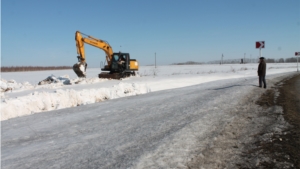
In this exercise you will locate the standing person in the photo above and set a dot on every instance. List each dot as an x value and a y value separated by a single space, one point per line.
262 72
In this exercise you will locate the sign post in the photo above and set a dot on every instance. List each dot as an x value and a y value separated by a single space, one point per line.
259 45
297 54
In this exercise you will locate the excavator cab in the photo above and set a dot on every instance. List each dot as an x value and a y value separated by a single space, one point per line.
119 65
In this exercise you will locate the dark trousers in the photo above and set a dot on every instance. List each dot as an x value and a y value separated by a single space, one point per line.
262 79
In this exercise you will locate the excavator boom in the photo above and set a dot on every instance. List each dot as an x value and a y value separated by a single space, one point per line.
*-*-*
Copie sem nenhuma alteração todas as linhas dos dados acima, do começo ao fim. Deixe as imagens de fora da resposta.

### Resposta completa
In this exercise you will locate the standing person in the photo above and set a dot on every instance. List each dot as an x value and a y value separated by a single space, one point per line.
262 72
In this exercise you will locate the sign post in the photo above and set a dot on every instance. List each dot as an x value and a y value separated by a single space, one point per line.
259 45
297 54
In this exercise you will locate the excavator cab in the photo above and set a dot on every instance. List each dot as an x value and a y value separated by a single space, one point per line.
119 65
In this exercise you will locate the dark trousers in the photo above and set a dot on every instance. List each dot as an x value and a y value separated by a single space, one point per line.
262 79
In this exercise you will locate the excavator boom in the photo above and set a dot on every instance. List each dot as an x value and a y value separated by a single space, one point per line.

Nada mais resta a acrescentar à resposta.